=== Goal of the exercise ===
Reproduce word for word the lines between the one holding "Shelf-audit tagging: for every instance of the blue curtain" and the one holding "x=123, y=250", inclusive. Give nothing else from the rows.

=== Record set ===

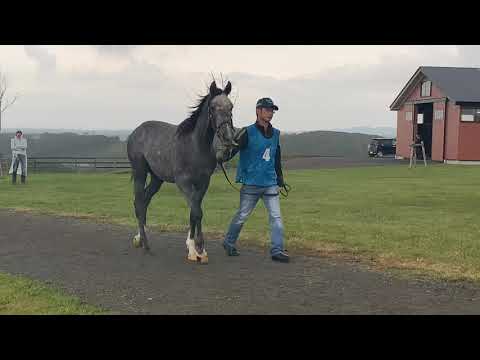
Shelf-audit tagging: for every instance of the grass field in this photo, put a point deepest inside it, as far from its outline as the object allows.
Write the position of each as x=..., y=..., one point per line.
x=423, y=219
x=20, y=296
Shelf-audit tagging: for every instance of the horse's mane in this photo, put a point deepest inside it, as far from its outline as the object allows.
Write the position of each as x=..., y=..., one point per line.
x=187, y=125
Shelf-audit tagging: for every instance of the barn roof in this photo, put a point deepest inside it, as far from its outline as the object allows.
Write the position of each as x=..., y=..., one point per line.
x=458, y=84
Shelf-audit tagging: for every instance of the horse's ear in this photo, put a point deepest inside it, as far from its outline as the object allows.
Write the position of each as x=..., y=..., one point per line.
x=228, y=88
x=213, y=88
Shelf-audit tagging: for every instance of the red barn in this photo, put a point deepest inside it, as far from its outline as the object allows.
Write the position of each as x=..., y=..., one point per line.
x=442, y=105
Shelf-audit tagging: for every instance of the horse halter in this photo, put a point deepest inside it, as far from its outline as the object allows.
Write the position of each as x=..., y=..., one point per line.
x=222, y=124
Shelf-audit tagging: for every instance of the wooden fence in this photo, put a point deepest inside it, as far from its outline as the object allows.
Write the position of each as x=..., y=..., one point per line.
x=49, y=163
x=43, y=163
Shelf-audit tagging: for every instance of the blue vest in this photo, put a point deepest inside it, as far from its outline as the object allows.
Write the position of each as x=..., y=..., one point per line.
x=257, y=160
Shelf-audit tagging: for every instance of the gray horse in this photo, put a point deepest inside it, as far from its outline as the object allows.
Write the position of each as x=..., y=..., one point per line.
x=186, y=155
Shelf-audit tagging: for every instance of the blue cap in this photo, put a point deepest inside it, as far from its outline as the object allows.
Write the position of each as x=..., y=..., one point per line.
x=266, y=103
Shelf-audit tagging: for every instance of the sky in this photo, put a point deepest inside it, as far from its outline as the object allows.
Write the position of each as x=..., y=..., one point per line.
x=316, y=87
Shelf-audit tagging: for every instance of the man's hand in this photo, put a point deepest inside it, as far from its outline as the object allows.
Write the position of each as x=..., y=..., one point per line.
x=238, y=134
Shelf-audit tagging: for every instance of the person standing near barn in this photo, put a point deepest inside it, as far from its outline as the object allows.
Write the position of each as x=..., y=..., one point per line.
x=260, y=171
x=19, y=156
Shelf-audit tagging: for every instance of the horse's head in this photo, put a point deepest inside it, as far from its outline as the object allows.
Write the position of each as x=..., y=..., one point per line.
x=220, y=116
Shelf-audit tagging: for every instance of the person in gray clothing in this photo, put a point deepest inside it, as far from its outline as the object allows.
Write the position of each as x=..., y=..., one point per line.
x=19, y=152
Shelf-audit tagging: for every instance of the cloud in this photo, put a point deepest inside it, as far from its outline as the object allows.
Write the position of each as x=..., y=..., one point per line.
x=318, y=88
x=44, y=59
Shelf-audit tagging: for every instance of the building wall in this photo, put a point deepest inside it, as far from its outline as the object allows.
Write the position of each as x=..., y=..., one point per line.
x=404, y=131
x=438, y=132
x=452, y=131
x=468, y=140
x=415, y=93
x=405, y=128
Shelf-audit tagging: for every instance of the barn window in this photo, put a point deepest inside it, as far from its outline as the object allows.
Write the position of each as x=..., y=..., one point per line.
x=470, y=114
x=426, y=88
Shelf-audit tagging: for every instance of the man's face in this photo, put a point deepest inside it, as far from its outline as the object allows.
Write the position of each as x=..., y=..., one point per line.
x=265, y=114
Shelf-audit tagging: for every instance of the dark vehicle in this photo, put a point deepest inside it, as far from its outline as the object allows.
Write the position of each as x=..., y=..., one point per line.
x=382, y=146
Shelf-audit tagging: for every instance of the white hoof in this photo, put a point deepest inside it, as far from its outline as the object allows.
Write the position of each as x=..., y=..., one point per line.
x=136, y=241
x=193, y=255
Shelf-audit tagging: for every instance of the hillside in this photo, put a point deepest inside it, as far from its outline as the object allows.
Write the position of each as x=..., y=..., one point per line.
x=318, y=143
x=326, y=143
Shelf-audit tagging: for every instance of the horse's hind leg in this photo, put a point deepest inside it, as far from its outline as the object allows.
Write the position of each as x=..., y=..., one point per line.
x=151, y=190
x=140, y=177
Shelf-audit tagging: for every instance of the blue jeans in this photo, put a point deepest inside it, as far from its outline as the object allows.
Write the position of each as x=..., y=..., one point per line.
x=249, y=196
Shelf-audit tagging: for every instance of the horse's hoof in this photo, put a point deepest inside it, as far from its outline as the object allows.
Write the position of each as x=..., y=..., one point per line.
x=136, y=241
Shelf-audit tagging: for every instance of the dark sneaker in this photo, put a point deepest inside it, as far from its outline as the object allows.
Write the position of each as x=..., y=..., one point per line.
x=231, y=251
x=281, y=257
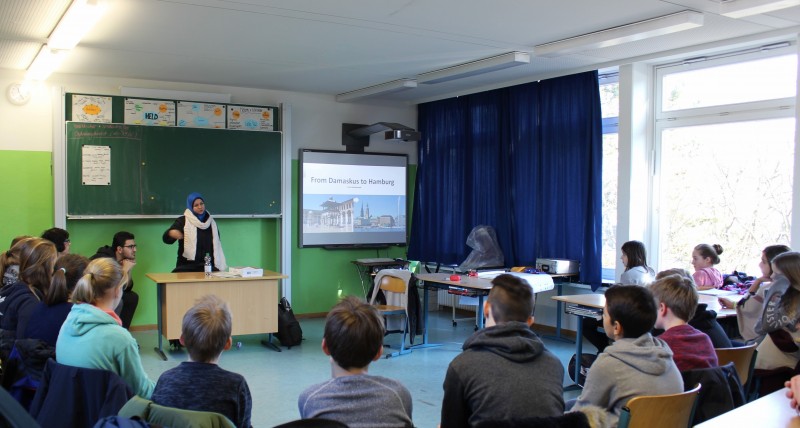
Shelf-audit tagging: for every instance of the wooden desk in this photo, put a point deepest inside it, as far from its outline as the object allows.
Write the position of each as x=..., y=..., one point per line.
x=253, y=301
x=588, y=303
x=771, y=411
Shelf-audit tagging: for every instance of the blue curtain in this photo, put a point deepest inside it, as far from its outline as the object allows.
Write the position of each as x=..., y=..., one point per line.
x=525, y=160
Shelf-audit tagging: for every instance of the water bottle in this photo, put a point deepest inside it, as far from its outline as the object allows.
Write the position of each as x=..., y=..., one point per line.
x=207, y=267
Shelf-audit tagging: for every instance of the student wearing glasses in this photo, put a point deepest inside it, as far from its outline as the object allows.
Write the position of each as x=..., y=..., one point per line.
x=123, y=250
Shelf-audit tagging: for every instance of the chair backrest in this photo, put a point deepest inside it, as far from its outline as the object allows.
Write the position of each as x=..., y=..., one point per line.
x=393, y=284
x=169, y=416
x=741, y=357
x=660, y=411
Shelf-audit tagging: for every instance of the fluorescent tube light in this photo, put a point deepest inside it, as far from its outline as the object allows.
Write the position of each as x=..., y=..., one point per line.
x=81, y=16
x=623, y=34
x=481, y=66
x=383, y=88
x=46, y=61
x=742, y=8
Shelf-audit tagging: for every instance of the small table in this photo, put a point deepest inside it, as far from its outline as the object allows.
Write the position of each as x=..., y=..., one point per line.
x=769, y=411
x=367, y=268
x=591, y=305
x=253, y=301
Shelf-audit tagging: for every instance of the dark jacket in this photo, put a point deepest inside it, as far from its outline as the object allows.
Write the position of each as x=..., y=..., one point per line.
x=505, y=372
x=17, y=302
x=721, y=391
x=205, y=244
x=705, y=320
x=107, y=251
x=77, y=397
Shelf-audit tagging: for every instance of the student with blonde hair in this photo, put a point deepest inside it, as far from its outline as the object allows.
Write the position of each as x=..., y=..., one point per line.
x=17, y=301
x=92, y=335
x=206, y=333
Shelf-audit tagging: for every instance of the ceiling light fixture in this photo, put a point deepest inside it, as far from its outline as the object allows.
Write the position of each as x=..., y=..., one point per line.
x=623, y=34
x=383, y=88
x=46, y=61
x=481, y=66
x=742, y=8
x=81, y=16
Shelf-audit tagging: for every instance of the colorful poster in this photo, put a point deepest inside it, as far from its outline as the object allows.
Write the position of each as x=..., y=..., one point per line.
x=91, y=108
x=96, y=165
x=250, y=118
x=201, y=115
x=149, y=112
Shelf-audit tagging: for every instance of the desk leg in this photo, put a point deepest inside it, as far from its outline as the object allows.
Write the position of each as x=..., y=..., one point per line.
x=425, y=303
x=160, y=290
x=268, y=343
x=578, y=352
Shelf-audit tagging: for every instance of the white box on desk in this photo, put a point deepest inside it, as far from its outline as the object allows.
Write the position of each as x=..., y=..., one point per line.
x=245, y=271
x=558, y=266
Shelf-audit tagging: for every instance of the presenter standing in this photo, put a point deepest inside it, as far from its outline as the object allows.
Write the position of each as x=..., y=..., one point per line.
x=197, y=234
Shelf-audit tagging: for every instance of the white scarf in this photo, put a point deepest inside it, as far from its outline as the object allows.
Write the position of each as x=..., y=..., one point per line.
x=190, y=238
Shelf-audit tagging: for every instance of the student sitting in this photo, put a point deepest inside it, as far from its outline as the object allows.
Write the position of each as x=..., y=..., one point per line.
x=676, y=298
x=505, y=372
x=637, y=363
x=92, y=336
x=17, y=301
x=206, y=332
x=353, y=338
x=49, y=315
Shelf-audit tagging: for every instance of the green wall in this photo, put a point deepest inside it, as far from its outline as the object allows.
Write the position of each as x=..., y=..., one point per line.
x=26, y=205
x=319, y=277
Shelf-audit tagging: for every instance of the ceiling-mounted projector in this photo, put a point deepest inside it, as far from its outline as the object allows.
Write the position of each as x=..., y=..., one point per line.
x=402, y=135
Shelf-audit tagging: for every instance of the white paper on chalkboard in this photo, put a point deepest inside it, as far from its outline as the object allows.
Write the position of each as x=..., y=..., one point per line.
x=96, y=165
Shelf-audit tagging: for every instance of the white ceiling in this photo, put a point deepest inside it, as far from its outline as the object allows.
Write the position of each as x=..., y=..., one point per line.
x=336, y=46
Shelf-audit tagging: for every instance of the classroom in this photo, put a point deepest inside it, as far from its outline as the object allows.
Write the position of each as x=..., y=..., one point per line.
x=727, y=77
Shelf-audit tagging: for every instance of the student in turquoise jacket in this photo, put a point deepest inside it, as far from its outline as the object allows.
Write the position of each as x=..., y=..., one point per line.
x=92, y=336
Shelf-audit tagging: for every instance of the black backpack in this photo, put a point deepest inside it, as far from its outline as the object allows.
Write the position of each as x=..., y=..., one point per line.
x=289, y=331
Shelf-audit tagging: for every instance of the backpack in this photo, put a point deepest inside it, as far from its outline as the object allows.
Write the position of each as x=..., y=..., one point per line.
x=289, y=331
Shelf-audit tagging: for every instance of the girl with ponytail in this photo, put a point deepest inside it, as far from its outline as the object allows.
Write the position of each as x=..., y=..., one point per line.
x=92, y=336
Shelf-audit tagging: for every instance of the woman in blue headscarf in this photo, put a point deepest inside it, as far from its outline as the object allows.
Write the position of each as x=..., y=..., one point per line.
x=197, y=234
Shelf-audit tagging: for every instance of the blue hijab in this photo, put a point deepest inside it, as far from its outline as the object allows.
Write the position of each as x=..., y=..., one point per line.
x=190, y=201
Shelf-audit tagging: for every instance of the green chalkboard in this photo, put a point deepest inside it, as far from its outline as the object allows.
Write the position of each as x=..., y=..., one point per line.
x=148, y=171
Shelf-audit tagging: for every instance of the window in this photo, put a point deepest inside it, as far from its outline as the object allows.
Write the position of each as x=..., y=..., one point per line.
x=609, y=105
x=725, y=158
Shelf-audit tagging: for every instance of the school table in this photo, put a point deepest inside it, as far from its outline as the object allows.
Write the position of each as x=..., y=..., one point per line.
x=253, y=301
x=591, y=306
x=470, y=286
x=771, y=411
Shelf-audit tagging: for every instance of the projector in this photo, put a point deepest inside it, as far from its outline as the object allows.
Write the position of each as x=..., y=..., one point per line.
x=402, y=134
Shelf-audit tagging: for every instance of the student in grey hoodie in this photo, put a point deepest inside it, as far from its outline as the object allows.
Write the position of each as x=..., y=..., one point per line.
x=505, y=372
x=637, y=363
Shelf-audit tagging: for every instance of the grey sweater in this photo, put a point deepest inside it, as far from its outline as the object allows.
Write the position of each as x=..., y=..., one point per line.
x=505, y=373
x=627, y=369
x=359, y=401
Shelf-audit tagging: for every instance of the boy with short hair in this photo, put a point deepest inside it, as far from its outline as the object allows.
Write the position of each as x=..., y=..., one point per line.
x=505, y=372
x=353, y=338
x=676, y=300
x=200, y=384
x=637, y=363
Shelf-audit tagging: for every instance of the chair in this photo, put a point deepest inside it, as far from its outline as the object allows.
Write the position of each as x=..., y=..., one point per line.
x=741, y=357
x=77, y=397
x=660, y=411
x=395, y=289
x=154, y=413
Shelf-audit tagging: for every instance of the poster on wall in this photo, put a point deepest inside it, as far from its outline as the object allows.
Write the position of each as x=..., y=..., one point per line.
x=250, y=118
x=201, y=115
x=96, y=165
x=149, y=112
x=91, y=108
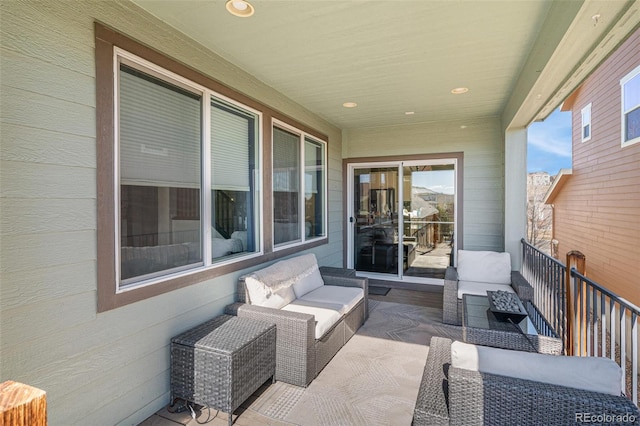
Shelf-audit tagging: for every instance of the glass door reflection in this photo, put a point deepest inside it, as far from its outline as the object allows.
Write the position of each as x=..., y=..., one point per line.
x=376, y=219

=== Output for this exercise ===
Shelf-audit tagging: for every instance of the blue curtain in this photo, put a point deepest inside it, as far from its outline as the object allows.
Write the position of each as x=..., y=..., one point per line.
x=525, y=160
Shelf-audit tagging: for every instance of the water bottle in this photo, put a point deepest inside it, as far from its outline as the object allows.
Write the position of each as x=..., y=..., one point per line.
x=207, y=267
Shelf-audit tagging: for every instance of the student wearing glasses in this photo, put a point deepest inside it, as far from its outline as the object allows.
Write the position of each as x=..., y=..., one point per line.
x=123, y=250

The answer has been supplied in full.